DIRECTION:
Convert the lines of the records starting at the line containing "Tight-box annotation required for the class white window" and ending at the line containing "[267,82,313,98]", both included, into a JSON list of strings with one string per line and blank lines omitted. Output only that span.

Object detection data

►

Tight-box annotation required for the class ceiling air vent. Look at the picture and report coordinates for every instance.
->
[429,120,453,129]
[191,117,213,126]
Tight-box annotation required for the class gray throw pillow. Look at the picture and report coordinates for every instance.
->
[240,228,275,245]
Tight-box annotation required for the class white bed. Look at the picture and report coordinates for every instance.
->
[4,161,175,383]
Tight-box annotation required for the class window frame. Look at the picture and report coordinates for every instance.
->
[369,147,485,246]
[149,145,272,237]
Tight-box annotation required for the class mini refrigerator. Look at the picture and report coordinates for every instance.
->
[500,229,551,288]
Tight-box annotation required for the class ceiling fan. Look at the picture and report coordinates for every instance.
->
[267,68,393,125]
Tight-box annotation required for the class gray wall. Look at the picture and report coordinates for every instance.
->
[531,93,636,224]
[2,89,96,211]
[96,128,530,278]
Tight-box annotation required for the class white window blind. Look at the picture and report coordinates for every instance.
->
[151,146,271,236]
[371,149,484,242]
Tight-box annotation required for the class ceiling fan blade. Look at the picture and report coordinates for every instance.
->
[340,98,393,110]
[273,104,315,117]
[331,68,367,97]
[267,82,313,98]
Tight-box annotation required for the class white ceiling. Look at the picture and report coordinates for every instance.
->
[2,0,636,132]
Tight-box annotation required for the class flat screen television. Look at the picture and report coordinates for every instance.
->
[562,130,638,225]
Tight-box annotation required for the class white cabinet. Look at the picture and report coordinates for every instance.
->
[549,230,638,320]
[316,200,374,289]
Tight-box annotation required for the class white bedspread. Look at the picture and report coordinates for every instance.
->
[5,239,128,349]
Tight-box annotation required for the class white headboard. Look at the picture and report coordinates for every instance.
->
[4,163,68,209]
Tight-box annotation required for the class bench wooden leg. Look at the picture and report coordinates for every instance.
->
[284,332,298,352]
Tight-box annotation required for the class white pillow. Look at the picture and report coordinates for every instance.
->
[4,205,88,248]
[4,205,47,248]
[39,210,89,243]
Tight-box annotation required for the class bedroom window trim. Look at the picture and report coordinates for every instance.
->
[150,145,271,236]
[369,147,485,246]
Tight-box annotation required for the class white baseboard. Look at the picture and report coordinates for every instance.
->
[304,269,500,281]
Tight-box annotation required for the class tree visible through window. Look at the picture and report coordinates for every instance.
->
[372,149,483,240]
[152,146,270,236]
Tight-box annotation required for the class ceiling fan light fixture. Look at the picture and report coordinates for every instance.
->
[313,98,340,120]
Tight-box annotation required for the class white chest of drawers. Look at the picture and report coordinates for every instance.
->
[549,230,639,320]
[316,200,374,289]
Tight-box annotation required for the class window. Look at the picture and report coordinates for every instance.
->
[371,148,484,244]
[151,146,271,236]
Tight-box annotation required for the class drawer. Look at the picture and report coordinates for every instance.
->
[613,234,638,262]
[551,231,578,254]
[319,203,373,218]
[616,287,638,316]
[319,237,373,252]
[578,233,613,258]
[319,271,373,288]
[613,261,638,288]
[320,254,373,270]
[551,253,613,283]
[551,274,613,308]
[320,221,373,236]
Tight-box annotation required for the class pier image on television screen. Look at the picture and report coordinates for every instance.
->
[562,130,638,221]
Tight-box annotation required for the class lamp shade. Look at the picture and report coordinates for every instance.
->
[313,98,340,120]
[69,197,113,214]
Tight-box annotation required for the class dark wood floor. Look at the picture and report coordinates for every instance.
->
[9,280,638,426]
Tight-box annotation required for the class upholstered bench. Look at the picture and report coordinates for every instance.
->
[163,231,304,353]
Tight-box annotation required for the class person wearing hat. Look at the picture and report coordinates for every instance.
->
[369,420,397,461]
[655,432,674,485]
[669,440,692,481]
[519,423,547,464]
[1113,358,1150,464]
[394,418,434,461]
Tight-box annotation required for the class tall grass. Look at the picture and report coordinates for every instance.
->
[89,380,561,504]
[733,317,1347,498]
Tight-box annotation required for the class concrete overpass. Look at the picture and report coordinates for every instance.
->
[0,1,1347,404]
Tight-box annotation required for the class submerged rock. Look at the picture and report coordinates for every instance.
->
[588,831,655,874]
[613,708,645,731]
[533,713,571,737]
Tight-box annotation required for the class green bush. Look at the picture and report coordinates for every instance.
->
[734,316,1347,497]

◄

FINISHED TASK:
[
  "Tight-box annotation required for the class white window blind. Look at the picture and report coordinates for every instance.",
  "->",
  "[151,146,271,236]",
  "[371,149,484,242]",
  "Tight-box annotation required for the class ceiling fan blade. Look at the picture and report coordinates for every instance.",
  "->",
  "[340,98,393,110]",
  "[273,104,315,117]",
  "[331,68,367,97]",
  "[267,82,313,98]"
]